Start of GIVEN ENTRIES

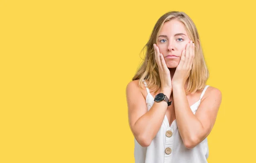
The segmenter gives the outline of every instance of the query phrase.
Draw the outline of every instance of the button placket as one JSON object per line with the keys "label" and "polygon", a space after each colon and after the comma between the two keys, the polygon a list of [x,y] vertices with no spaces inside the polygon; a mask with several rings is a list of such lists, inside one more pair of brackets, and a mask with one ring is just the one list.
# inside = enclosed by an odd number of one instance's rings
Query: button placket
{"label": "button placket", "polygon": [[170,127],[166,132],[165,135],[165,156],[166,157],[169,157],[171,155],[170,154],[172,153],[172,145],[173,143],[173,130],[171,127]]}

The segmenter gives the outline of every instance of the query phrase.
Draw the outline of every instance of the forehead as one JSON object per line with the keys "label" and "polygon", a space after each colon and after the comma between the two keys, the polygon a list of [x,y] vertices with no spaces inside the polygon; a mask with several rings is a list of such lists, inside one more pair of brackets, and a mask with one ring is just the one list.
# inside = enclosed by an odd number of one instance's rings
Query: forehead
{"label": "forehead", "polygon": [[184,24],[177,20],[172,20],[165,22],[161,31],[160,35],[174,35],[177,33],[182,33],[188,35]]}

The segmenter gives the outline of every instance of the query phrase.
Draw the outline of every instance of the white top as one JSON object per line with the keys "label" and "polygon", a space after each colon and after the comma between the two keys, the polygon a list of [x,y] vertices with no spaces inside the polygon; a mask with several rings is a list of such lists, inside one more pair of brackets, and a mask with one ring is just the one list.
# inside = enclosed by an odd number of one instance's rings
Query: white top
{"label": "white top", "polygon": [[[153,105],[154,98],[150,94],[147,84],[143,80],[148,92],[146,103],[148,111]],[[190,106],[195,114],[206,89],[206,86],[200,99]],[[134,138],[134,156],[135,163],[207,163],[209,149],[207,138],[192,149],[186,148],[180,135],[176,119],[169,126],[166,115],[155,137],[149,146],[141,146]]]}

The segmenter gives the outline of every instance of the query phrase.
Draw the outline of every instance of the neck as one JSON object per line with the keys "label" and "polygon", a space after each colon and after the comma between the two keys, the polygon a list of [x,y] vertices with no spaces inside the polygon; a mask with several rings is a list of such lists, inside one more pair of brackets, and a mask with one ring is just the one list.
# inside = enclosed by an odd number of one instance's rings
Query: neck
{"label": "neck", "polygon": [[[171,79],[172,80],[172,78],[173,77],[173,75],[174,75],[174,73],[175,73],[175,71],[176,71],[176,68],[168,68],[169,70],[170,70],[170,74],[171,74]],[[187,86],[188,85],[189,83],[189,80],[187,79],[186,81],[185,85],[184,86],[184,89],[185,90],[186,89]]]}

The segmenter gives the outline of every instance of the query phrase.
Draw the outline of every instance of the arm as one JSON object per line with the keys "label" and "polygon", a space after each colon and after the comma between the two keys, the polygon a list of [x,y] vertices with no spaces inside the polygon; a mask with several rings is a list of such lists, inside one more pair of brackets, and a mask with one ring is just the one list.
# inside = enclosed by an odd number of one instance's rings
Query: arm
{"label": "arm", "polygon": [[184,87],[173,86],[173,100],[177,125],[185,146],[192,149],[205,139],[212,130],[221,102],[221,94],[209,87],[194,115],[189,107]]}
{"label": "arm", "polygon": [[[170,97],[171,90],[161,92]],[[126,87],[129,125],[134,137],[142,146],[149,146],[163,123],[167,109],[164,101],[154,103],[148,112],[144,97],[140,90],[138,82],[134,80]]]}

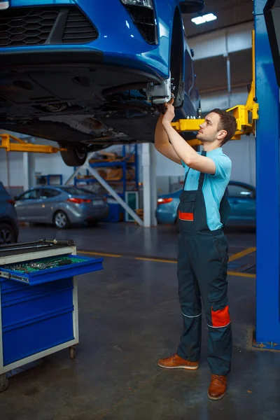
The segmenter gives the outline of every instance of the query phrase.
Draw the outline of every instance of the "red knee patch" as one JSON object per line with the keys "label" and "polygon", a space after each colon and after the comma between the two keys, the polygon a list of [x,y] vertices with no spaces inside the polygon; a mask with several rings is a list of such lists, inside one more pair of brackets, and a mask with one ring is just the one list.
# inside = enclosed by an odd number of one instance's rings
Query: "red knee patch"
{"label": "red knee patch", "polygon": [[179,210],[179,219],[181,220],[193,221],[193,213],[182,213]]}
{"label": "red knee patch", "polygon": [[223,309],[218,309],[218,311],[214,311],[212,307],[211,314],[213,327],[225,327],[230,322],[228,304]]}

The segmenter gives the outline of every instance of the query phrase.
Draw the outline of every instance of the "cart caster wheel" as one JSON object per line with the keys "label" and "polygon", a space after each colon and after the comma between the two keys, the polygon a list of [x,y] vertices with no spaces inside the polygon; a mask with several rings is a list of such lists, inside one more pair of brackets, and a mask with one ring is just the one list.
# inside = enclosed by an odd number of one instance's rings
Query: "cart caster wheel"
{"label": "cart caster wheel", "polygon": [[76,358],[76,348],[70,347],[70,358],[74,359]]}
{"label": "cart caster wheel", "polygon": [[6,391],[8,386],[8,380],[7,379],[7,378],[5,377],[4,379],[1,379],[0,378],[0,392],[4,392],[4,391]]}

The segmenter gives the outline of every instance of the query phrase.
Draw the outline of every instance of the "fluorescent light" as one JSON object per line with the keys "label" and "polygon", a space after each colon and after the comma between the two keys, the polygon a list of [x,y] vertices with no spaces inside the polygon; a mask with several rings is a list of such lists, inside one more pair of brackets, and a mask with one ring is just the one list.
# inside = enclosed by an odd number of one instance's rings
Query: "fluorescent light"
{"label": "fluorescent light", "polygon": [[213,13],[208,13],[208,15],[204,15],[203,16],[198,16],[197,18],[194,18],[192,19],[192,22],[195,23],[195,24],[200,24],[202,23],[205,23],[206,22],[211,22],[211,20],[215,20],[217,19],[217,16],[214,15]]}

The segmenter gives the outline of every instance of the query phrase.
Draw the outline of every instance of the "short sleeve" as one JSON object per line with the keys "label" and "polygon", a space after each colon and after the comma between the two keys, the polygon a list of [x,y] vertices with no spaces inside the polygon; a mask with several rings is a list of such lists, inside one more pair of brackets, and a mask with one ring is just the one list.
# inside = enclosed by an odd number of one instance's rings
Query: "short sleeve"
{"label": "short sleeve", "polygon": [[[209,156],[210,158],[210,156]],[[230,178],[232,172],[232,161],[230,158],[225,155],[211,157],[216,166],[216,172],[212,176],[219,179],[226,179]]]}

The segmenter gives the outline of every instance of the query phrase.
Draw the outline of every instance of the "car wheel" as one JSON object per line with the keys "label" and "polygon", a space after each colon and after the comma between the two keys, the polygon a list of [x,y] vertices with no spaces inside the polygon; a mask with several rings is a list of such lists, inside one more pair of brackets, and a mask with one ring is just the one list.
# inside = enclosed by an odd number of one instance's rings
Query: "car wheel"
{"label": "car wheel", "polygon": [[7,223],[0,224],[0,245],[14,244],[16,241],[17,237],[13,227]]}
{"label": "car wheel", "polygon": [[57,211],[53,216],[53,223],[58,229],[66,229],[70,225],[69,219],[62,210]]}
{"label": "car wheel", "polygon": [[84,151],[78,145],[68,144],[62,147],[65,147],[67,149],[60,152],[63,161],[67,166],[79,167],[85,163],[88,153]]}

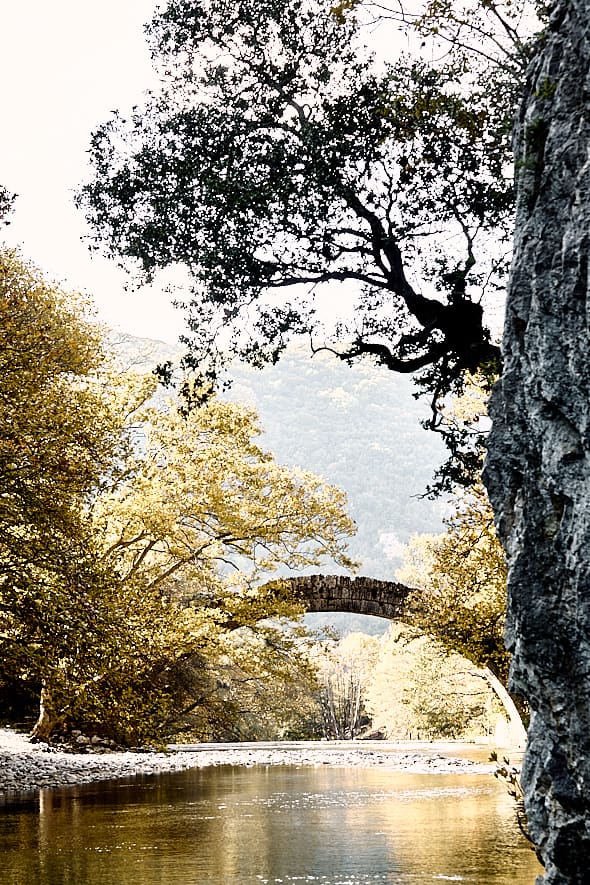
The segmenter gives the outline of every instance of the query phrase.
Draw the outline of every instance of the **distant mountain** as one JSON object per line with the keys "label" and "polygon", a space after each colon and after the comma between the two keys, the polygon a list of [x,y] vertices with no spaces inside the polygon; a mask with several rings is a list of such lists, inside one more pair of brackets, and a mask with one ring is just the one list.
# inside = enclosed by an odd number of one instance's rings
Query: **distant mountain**
{"label": "distant mountain", "polygon": [[[179,345],[121,334],[111,344],[122,364],[144,371],[182,354]],[[232,374],[225,395],[256,408],[262,443],[276,459],[346,490],[358,526],[350,553],[362,574],[391,578],[412,534],[441,530],[444,504],[420,496],[445,450],[420,426],[427,408],[413,398],[410,378],[370,361],[312,358],[303,346],[276,366],[238,365]]]}

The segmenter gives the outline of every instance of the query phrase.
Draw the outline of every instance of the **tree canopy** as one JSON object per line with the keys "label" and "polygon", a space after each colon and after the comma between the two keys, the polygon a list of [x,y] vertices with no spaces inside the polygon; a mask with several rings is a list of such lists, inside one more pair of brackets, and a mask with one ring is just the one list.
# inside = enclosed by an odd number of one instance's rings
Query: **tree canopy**
{"label": "tree canopy", "polygon": [[42,739],[255,735],[272,684],[265,721],[287,723],[311,678],[278,628],[298,607],[259,585],[351,565],[343,493],[278,465],[250,409],[156,407],[154,376],[111,366],[80,300],[10,252],[0,313],[3,708],[40,698]]}
{"label": "tree canopy", "polygon": [[[371,57],[375,12],[405,28],[411,52]],[[188,272],[202,371],[228,352],[274,361],[293,334],[324,346],[317,307],[340,283],[358,297],[338,355],[421,370],[436,401],[499,357],[481,302],[505,269],[522,22],[520,2],[406,16],[170,0],[147,28],[160,88],[96,130],[80,202],[104,248],[144,277]]]}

End of GIVEN ENTRIES

■ **WHAT IS NEEDED**
Rewrite everything from the start of the rows down to the line containing "Query: button placket" as a numbered list, omitting blank lines and leaving the pictures out.

■ **EXERCISE SOLUTION**
1. The segmenter gives the outline of every instance of the query phrase.
2. Draw the outline of every instance of the button placket as one JSON object per line with the keys "label" and "polygon", a space after each colon and after the comma between the two keys, the polygon a list of [x,y] vertices with no spaces inside the polygon; a mask with several rings is a list of such lists, inside one more pair of brackets, and a mask with one ring is just the one list.
3. # inside = enclosed by an odd number of one instance's rings
4. Query: button placket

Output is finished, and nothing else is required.